# SELECTED EXTRACT
LeetCode-in-Java

1857. Largest Color Value in a Directed Graph

Hard

There is a directed graph of n colored nodes and m edges. The nodes are numbered from 0 to n - 1.

You are given a string colors where colors[i] is a lowercase English letter representing the color of the i^th node in this graph (0-indexed). You are also given a 2D array edges where edges[j] = [a_j, b_j] indicates that there is a directed edge from node a_j to node b_j.

A valid path in the graph is a sequence of nodes x₁ -> x₂ -> x₃ -> ... -> x_k such that there is a directed edge from x_i to x_i+1 for every 1 <= i < k. The color value of the path is the number of nodes that are colored the most frequently occurring color along that path.

Return the largest color value of any valid path in the given graph, or -1 if the graph contains a cycle.

Example 1:

Input: colors = “abaca”, edges = [[0,1],[0,2],[2,3],[3,4]]

Output: 3

Explanation: The path 0 -> 2 -> 3 -> 4 contains 3 nodes that are colored "a" (red in the above image).

Example 2:

Input: colors = “a”, edges = [[0,0]]

Output: -1

Explanation: There is a cycle from 0 to 0.

# EXTRACTED ENTRIES
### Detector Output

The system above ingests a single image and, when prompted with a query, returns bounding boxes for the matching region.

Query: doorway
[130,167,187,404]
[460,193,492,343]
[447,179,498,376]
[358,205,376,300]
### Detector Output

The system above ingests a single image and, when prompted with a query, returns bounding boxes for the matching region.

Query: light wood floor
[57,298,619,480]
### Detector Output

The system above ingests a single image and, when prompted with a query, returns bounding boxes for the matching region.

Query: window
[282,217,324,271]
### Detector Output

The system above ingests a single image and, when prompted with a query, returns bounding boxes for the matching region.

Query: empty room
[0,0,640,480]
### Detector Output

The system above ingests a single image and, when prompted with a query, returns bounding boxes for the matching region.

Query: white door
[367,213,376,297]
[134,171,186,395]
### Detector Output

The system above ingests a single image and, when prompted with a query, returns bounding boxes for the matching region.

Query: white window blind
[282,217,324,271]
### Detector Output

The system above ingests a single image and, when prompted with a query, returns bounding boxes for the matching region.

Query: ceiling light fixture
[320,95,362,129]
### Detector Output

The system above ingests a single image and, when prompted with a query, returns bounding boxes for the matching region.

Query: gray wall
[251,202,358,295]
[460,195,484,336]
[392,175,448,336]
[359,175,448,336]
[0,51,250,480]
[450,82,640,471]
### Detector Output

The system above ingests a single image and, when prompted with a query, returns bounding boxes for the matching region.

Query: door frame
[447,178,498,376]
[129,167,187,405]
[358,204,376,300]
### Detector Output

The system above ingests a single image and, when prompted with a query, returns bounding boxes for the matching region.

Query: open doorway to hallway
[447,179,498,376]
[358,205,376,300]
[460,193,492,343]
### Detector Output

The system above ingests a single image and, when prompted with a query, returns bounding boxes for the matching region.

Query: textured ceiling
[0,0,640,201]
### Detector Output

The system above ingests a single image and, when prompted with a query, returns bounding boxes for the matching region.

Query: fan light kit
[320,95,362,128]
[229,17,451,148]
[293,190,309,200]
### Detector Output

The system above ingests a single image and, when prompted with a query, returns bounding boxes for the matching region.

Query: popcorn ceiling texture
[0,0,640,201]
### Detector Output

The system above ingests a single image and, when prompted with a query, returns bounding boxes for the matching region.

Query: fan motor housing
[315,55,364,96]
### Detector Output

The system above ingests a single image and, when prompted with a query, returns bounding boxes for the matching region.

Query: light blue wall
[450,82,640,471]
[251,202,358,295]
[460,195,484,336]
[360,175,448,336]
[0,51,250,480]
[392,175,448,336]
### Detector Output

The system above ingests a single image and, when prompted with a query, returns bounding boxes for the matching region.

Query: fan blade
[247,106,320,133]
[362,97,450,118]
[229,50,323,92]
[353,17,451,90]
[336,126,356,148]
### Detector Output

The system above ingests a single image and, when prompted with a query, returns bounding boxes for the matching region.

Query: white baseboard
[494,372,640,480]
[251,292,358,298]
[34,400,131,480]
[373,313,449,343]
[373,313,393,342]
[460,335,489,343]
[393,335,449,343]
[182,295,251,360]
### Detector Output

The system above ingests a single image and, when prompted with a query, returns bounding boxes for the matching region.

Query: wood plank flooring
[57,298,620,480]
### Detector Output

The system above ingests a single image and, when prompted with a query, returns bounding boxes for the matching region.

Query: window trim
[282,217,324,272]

# WORK TO DO
[a] In the problem statement, what should be returned when the graph contains a cycle?
[b] Repeat the problem statement from "You are given" up to and including "to node b_j.".
The material comes from a separate source.

# SOLUTIONS TO THE PROBLEMS
[a] -1

[b]
You are given a string colors where colors[i] is a lowercase English letter representing the color of the i^th node in this graph (0-indexed). You are also given a 2D array edges where edges[j] = [a_j, b_j] indicates that there is a directed edge from node a_j to node b_j.